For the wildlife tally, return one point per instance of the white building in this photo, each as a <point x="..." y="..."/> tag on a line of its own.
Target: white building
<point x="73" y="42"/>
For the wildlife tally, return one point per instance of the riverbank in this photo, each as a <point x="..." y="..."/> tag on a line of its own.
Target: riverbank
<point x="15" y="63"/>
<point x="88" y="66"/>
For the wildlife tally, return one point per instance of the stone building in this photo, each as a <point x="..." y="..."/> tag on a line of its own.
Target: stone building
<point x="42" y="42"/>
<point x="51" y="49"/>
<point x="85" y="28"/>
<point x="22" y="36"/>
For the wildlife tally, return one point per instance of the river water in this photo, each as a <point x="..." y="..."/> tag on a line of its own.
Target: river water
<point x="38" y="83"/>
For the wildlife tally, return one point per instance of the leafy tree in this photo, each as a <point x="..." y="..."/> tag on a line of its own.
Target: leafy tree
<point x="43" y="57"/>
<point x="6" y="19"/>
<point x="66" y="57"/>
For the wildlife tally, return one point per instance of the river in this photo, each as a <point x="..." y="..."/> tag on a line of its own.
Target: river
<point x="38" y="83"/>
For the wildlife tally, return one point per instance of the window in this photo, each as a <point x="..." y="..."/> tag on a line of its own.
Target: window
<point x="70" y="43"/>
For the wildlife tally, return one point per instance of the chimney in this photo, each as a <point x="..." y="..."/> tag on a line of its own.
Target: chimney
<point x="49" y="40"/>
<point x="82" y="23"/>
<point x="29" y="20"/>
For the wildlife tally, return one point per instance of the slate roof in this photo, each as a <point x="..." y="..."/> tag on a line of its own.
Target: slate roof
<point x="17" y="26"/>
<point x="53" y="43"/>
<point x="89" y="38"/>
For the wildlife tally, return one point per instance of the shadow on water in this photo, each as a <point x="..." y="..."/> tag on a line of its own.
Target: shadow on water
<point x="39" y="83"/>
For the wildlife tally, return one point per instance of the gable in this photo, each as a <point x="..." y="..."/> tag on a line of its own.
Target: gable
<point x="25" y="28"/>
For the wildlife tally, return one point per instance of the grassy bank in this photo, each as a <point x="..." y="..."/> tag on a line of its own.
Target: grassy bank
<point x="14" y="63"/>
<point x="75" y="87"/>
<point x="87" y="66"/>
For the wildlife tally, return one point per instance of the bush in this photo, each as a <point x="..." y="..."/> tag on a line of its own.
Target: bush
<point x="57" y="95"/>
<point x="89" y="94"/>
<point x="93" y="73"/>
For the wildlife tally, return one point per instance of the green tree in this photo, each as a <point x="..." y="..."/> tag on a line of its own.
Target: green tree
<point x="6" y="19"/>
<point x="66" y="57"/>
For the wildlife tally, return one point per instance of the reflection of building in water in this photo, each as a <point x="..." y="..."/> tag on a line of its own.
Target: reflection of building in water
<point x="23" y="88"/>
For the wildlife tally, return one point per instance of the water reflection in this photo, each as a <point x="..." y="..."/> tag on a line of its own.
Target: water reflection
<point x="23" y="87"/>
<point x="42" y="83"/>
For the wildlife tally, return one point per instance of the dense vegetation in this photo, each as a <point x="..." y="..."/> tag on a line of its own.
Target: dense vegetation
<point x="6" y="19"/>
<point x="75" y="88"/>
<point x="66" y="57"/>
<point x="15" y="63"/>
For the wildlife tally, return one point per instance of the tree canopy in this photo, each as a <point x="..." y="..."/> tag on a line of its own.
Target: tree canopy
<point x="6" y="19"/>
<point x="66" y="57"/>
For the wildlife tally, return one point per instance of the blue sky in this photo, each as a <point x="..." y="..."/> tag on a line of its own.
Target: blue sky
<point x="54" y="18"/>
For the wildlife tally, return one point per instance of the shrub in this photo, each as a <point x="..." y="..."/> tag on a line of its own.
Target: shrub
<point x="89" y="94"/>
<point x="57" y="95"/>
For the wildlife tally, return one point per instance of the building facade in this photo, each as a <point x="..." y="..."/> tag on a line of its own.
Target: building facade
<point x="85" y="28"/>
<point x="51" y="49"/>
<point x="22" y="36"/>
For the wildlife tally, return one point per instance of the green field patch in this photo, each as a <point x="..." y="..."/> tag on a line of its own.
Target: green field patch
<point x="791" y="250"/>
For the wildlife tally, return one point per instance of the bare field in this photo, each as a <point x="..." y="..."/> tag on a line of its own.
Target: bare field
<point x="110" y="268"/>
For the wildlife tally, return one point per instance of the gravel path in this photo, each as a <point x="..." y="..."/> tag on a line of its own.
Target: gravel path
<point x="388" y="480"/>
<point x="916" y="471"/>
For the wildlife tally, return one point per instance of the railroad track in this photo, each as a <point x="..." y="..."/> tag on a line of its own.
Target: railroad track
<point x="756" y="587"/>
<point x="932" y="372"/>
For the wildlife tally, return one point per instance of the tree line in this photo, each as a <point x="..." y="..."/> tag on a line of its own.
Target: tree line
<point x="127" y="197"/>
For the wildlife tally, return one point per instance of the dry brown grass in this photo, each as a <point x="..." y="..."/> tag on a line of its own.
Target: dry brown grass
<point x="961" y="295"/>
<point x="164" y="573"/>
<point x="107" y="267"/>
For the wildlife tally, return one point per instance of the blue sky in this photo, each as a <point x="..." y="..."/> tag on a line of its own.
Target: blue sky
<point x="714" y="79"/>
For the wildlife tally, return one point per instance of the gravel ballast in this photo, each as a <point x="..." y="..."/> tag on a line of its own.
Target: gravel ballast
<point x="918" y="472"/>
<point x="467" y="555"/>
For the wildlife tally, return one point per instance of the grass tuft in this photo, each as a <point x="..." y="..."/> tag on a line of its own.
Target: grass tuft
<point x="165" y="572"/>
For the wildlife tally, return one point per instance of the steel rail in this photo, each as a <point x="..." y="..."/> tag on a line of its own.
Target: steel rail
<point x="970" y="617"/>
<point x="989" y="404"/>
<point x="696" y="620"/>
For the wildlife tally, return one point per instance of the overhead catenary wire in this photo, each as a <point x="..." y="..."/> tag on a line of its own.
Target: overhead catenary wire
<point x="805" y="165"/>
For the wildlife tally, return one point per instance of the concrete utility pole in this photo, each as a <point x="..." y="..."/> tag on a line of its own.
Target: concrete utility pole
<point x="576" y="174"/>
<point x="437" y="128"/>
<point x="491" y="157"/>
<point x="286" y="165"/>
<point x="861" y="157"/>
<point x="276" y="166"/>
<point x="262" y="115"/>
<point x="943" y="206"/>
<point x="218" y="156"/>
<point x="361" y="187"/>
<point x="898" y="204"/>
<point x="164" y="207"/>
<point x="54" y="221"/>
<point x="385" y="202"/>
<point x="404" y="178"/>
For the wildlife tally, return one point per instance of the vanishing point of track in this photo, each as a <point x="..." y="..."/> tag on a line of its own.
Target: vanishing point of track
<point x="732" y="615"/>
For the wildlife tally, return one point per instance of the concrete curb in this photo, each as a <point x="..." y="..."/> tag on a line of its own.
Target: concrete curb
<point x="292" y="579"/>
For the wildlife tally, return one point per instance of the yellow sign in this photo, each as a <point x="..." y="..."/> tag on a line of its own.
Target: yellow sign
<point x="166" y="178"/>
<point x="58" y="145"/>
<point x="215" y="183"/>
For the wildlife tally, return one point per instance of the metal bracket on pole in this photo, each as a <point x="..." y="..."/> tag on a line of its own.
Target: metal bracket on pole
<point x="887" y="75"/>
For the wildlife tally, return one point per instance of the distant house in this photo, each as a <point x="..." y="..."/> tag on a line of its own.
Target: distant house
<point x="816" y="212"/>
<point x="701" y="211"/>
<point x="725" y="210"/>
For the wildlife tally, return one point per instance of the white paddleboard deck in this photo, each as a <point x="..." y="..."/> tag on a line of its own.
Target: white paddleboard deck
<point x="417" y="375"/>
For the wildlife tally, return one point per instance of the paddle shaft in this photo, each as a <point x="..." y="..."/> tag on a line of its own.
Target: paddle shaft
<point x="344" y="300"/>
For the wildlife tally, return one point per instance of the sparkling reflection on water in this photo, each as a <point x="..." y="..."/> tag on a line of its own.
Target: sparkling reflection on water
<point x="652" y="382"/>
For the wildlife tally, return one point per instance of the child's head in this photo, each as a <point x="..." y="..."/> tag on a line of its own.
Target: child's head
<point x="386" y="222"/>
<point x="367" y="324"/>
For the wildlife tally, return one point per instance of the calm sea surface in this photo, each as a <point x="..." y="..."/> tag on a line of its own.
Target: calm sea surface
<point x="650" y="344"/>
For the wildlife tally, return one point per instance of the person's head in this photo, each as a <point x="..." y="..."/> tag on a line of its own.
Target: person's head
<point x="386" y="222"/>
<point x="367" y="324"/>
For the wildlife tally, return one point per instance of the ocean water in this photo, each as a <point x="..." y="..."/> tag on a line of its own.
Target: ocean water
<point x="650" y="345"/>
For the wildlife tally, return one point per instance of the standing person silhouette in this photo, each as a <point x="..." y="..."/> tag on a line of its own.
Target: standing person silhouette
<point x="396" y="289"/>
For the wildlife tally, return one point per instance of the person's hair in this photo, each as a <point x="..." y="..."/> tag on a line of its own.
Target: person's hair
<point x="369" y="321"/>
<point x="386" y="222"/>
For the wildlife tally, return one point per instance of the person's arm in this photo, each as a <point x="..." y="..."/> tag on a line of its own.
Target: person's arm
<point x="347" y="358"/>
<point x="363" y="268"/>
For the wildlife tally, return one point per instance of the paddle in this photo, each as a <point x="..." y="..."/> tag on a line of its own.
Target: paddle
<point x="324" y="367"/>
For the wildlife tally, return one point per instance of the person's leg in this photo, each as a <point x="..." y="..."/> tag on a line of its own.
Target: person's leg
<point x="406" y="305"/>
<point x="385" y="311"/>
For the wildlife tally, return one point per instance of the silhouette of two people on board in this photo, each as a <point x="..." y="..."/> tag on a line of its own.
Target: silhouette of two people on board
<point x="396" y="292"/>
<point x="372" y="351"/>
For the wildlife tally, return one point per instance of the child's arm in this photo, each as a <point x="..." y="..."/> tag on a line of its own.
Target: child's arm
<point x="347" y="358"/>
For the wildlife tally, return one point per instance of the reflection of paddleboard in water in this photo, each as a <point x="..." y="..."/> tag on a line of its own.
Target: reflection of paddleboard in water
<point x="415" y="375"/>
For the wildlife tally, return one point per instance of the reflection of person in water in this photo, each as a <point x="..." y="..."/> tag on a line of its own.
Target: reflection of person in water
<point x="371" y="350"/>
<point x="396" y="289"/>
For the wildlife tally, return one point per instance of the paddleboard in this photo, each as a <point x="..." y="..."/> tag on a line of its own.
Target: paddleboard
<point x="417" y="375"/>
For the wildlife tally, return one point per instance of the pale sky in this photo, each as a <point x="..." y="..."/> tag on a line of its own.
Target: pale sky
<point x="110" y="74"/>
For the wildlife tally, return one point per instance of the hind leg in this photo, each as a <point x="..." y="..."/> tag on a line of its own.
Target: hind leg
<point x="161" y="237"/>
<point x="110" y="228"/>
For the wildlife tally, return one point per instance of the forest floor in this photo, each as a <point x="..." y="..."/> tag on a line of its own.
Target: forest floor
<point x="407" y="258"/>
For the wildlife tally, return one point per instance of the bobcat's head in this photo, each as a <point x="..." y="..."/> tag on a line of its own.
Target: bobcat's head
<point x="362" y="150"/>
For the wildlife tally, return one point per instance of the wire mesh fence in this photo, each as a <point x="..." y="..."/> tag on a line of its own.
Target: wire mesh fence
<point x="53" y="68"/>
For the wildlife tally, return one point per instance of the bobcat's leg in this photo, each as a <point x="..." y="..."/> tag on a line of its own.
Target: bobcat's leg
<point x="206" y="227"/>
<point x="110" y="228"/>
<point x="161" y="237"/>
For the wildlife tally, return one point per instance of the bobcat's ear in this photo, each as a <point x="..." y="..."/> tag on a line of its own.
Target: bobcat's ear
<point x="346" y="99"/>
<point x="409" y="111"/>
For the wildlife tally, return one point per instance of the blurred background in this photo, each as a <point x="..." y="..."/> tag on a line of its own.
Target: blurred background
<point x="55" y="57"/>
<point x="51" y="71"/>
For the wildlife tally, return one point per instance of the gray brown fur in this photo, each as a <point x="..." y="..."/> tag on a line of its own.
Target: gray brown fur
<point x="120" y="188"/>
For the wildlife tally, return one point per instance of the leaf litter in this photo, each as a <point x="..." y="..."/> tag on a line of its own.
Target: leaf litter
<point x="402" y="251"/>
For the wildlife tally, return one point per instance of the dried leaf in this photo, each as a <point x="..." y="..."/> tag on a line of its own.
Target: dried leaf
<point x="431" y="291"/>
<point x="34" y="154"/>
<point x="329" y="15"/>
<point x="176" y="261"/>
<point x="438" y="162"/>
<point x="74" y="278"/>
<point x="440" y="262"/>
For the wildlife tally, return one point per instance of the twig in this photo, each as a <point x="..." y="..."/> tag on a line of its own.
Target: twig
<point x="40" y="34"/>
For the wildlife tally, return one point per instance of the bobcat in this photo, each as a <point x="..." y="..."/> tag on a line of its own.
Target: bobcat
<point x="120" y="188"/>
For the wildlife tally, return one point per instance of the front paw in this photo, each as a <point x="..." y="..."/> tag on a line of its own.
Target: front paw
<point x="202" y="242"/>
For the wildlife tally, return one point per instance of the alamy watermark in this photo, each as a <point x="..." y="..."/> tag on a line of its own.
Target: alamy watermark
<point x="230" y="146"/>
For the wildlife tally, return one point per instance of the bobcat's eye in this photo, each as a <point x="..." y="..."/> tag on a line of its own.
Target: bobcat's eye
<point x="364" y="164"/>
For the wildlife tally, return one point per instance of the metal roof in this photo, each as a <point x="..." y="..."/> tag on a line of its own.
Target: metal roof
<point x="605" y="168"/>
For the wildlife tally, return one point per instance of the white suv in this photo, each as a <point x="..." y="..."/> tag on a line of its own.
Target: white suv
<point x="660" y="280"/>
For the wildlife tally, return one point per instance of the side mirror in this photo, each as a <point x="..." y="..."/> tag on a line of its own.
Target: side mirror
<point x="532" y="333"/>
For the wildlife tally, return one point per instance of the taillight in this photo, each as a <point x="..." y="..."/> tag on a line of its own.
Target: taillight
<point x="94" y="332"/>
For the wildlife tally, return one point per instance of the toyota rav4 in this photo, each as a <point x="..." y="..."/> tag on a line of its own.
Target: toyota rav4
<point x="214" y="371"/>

------------------------------

## Directions for this task
From the line holding "of the front" to the last line of the records, quote each line exactly and add nothing.

## Full solution
For the wildlife tally, return one point per instance of the front paw in this photo, each as a <point x="..." y="..."/> tag on a line of its own.
Target: front paw
<point x="202" y="242"/>
For the wildlife tally, return one point per instance of the alamy watermark in this photo, each as a <point x="..." y="..."/> tag on a line of its own.
Target: alamy watermark
<point x="230" y="146"/>
For the wildlife tally, return one point per instance of the bobcat's eye in this photo, each as a <point x="..." y="..."/> tag on a line of its own.
Target: bobcat's eye
<point x="364" y="164"/>
For the wildlife tally, return one point per instance of the metal roof in this photo, each as a <point x="..." y="..."/> tag on a line of its own.
Target: metal roof
<point x="605" y="168"/>
For the wildlife tally, return one point per instance of the white suv in this photo, each as a <point x="..." y="..."/> tag on a line of its own.
Target: white suv
<point x="660" y="280"/>
For the wildlife tally, return one point per instance of the side mirror in this photo, each as a <point x="..." y="..."/> tag on a line of its own.
Target: side mirror
<point x="532" y="333"/>
For the wildlife tally, return one point per instance of the taillight in this photo, each as a <point x="..." y="..."/> tag on a line of its own.
Target: taillight
<point x="94" y="332"/>
For the wildlife tally, return one point per instance of the toyota rav4 in this photo, each as a <point x="..." y="..."/> tag on a line of its own.
Target: toyota rav4
<point x="214" y="371"/>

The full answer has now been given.